Qué trabajar: Copia al pie de la letra las líneas de los registros que van desde la que contiene "Task: generate the" hasta la que contiene "744L652 824L653 741L574", ambas incluidas.

━━━ Registros mostrados ━━━

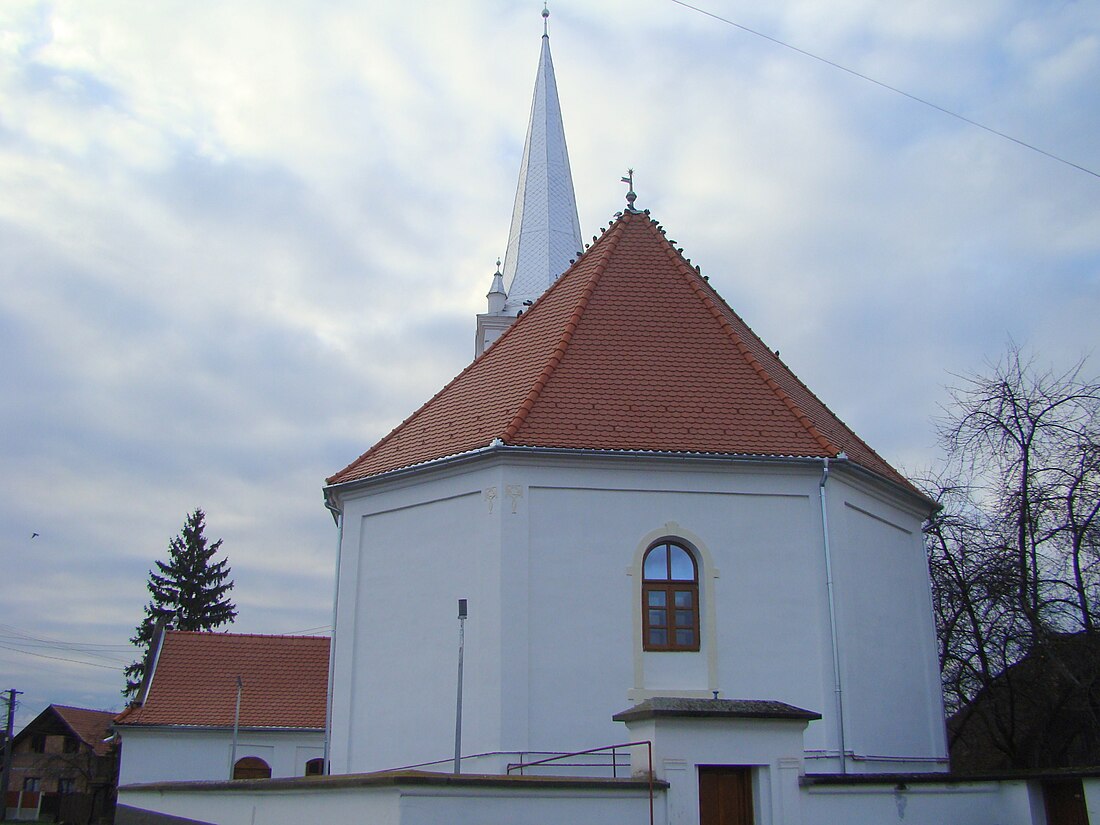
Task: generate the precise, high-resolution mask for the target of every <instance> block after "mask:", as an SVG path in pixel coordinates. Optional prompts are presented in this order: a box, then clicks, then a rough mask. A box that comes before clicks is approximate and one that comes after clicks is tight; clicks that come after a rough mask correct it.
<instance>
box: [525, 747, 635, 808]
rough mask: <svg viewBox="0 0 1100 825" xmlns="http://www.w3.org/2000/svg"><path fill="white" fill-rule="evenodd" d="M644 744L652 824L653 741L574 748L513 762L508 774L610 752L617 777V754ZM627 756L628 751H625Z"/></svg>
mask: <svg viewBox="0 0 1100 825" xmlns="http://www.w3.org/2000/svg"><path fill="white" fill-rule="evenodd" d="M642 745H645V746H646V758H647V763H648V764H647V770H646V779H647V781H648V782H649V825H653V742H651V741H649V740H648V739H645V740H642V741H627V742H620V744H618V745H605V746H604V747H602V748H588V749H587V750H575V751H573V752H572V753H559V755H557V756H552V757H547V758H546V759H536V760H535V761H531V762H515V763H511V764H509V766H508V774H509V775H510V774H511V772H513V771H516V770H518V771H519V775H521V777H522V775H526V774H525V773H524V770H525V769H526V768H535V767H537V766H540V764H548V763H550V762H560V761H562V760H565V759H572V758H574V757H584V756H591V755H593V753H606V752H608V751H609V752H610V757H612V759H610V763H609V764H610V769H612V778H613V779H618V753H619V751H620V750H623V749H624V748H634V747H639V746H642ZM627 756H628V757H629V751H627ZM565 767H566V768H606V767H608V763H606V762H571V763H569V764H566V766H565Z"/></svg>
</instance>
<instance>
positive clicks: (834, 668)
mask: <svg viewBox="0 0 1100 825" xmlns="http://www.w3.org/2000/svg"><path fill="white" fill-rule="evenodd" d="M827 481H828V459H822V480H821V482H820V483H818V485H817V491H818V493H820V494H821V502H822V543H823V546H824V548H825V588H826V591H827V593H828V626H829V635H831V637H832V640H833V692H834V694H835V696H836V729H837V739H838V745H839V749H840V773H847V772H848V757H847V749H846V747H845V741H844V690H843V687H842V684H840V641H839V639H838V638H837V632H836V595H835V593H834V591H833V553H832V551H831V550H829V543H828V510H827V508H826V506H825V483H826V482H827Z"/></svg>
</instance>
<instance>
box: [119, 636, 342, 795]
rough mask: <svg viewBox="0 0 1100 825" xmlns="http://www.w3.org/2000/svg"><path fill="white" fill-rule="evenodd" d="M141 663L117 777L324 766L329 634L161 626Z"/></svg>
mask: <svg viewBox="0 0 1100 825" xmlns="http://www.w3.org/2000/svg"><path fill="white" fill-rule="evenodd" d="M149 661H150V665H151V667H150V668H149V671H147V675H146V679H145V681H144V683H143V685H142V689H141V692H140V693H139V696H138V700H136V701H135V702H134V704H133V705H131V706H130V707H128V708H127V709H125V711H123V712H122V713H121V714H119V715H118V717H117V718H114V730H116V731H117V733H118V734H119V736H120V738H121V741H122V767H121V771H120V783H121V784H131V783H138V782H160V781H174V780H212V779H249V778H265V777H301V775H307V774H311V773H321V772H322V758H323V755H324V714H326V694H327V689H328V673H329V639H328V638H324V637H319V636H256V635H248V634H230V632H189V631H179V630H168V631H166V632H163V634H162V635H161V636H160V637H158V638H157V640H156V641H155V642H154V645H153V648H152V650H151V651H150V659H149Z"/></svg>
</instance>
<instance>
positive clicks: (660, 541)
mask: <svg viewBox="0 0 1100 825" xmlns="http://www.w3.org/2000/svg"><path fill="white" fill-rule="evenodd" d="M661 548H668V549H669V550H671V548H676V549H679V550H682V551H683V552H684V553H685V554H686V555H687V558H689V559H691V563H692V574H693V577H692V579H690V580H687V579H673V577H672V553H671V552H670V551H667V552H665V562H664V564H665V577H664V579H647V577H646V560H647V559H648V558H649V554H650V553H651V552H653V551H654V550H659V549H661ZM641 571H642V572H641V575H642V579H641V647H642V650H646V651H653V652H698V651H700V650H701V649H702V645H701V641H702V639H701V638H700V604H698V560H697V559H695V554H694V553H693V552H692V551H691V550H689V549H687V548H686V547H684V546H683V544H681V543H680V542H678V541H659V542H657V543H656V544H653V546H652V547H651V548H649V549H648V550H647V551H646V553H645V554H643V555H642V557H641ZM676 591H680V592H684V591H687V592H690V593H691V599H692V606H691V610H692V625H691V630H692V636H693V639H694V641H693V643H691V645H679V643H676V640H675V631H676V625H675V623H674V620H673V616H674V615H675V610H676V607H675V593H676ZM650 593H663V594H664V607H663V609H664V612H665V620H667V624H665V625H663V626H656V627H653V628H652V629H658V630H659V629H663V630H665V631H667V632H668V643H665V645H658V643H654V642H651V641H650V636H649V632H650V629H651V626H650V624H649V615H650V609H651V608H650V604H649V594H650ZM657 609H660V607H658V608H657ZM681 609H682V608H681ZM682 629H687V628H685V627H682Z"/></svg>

━━━
━━━ Registros mostrados ━━━

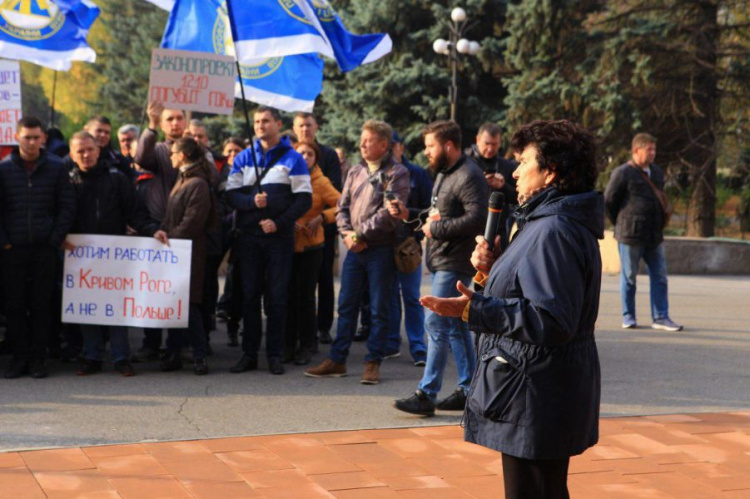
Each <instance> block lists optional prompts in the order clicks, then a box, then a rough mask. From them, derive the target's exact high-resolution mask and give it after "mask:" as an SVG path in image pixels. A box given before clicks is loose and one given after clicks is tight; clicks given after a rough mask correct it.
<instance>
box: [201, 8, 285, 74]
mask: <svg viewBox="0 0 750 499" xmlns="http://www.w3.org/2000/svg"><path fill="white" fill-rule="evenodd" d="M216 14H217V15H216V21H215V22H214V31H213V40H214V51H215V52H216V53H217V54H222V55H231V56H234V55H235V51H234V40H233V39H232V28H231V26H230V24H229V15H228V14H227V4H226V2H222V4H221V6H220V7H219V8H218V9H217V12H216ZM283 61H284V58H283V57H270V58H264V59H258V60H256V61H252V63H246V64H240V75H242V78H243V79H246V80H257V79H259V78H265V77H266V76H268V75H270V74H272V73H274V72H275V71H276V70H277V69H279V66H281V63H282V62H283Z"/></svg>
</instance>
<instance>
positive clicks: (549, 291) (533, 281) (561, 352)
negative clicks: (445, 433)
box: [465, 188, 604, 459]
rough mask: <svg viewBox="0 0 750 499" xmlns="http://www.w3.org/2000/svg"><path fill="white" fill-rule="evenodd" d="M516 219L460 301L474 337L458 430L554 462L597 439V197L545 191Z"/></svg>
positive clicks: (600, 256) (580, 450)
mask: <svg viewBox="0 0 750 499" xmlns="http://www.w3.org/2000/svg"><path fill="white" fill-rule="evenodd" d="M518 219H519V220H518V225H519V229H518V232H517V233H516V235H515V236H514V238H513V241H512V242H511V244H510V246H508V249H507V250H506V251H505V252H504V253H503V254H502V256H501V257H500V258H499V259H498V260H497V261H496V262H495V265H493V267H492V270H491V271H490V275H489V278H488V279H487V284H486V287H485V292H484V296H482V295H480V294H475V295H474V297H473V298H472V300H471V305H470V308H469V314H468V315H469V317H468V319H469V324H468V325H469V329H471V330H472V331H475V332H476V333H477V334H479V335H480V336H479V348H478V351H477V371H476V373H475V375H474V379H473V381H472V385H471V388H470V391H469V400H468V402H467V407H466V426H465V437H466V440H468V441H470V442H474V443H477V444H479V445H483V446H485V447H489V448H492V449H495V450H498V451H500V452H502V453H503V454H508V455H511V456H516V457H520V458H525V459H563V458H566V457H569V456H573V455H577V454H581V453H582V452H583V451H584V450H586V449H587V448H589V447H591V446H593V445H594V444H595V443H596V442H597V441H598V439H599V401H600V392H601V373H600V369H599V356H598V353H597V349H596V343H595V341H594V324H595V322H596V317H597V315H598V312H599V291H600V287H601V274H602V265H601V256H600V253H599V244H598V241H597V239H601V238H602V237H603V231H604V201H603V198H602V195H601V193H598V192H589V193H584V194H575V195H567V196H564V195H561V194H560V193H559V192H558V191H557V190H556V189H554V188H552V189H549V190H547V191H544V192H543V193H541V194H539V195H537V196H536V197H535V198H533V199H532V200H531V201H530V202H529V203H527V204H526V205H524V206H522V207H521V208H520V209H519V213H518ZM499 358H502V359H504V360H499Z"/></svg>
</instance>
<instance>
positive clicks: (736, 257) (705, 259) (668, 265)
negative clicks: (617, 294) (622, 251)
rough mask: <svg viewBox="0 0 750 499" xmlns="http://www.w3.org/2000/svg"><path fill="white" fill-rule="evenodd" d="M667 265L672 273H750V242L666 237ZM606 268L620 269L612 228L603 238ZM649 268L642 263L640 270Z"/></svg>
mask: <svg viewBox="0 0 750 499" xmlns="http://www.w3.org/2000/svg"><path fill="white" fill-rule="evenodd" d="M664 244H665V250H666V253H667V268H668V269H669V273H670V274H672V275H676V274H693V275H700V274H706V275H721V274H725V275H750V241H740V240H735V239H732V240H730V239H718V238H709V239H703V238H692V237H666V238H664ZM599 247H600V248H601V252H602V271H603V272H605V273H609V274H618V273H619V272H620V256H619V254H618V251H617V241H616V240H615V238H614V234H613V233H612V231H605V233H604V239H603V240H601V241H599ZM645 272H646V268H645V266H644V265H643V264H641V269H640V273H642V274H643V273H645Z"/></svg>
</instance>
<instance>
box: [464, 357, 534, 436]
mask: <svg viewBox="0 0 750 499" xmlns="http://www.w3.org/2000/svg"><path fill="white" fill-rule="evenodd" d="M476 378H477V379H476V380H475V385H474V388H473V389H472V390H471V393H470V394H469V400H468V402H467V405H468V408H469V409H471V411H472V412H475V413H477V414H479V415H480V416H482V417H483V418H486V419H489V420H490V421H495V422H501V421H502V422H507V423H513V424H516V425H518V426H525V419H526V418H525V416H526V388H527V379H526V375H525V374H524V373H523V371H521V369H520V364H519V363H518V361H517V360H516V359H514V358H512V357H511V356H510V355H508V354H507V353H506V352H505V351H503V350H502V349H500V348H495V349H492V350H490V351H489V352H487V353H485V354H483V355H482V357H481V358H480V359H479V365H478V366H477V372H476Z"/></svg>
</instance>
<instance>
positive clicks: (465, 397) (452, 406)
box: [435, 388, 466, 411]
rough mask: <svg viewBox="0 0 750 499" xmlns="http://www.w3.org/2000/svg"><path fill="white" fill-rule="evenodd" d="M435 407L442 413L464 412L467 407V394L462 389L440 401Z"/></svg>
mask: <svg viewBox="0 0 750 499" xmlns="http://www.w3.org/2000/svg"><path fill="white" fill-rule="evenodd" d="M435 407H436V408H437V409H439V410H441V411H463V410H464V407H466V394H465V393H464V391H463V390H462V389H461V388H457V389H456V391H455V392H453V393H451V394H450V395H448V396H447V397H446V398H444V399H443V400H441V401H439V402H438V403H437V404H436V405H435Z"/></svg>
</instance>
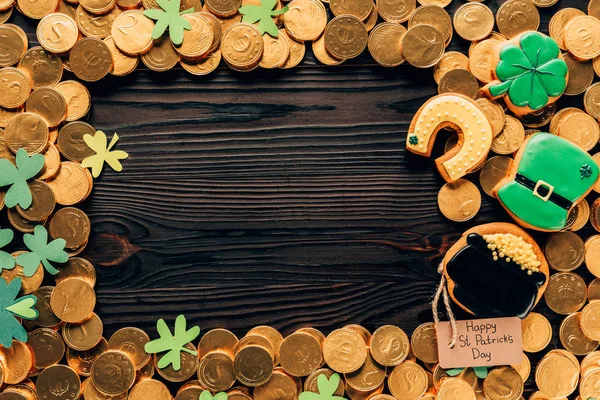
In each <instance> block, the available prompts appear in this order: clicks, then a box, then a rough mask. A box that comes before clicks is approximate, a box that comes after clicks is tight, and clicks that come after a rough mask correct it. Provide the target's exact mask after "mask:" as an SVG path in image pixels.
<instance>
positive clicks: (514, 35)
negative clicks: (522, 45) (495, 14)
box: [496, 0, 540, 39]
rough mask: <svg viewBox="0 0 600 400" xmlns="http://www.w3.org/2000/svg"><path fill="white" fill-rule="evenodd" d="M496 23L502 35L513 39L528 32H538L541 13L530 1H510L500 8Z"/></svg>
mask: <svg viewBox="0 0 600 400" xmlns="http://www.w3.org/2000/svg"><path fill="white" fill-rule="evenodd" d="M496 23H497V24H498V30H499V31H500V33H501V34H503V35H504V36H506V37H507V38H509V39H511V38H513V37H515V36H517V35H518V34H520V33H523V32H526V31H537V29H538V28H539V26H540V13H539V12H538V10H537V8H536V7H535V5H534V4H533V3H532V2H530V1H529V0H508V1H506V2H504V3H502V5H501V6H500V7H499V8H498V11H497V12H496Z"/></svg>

━━━
━━━ Registros mostrados ━━━

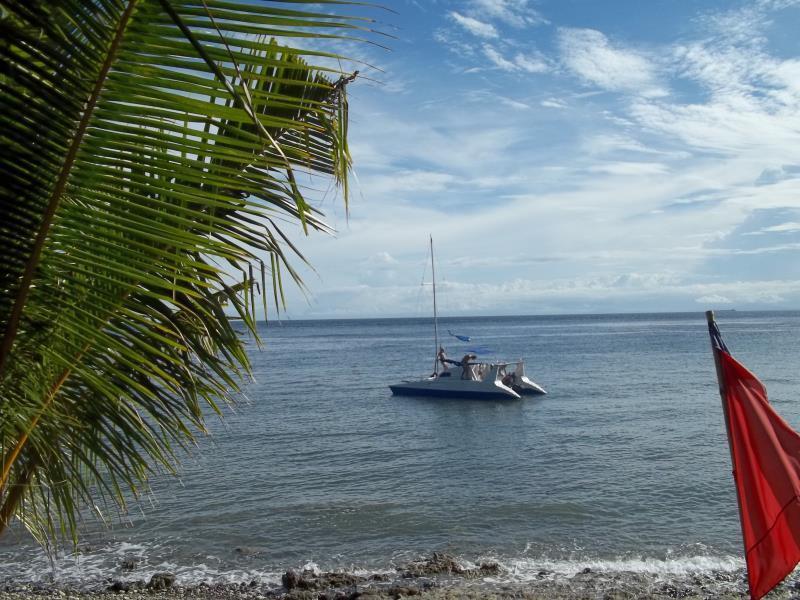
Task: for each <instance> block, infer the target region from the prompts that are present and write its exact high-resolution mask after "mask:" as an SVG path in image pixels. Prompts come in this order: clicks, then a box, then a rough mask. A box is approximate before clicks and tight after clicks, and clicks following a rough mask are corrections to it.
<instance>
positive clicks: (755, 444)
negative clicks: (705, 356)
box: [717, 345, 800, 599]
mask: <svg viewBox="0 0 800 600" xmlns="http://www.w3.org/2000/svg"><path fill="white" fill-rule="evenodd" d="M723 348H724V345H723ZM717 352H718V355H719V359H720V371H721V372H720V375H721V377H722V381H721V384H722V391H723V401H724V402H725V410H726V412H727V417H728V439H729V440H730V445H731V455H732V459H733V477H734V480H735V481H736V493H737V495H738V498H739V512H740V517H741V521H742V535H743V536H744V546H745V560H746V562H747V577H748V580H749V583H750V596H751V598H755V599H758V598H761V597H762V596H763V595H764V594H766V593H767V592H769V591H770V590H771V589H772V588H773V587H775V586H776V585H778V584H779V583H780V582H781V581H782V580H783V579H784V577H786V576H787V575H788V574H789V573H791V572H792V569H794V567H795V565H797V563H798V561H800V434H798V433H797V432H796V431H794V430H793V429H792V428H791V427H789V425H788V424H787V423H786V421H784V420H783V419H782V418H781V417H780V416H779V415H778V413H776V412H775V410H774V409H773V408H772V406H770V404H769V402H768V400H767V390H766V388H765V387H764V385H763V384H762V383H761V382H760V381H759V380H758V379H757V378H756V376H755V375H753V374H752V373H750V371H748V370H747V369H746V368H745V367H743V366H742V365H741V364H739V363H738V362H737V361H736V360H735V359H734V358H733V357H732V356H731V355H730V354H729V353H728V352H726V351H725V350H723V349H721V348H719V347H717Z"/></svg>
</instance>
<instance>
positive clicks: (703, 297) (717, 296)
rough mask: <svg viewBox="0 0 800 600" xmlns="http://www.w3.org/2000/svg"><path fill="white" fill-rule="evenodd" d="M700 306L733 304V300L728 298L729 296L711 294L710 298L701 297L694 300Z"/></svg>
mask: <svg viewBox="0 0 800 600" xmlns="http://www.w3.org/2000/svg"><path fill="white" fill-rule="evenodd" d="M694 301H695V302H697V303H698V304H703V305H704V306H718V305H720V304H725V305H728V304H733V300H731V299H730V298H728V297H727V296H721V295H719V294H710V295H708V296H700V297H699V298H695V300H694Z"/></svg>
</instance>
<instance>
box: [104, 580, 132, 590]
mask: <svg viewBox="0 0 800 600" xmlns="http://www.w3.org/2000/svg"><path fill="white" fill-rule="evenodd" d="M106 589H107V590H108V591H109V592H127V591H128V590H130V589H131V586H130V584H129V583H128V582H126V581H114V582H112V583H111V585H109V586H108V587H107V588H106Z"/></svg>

━━━

Casilla de respuesta:
Task: generate the precise, high-resolution mask for the target of every <instance> block after "mask:", as an SVG path in pixel coordinates. Optional prompts are presented in this order: a box, then clicks, then a rough mask. A box that comes before clicks is approximate and one that comes after clicks is tight; clicks that come after a rough mask correct it.
<instance>
box: [525, 747, 635, 808]
rough mask: <svg viewBox="0 0 1100 825" xmlns="http://www.w3.org/2000/svg"><path fill="white" fill-rule="evenodd" d="M644 744L652 824L653 741L574 748L513 762L508 774L610 752L617 777V754ZM627 756L628 751H625Z"/></svg>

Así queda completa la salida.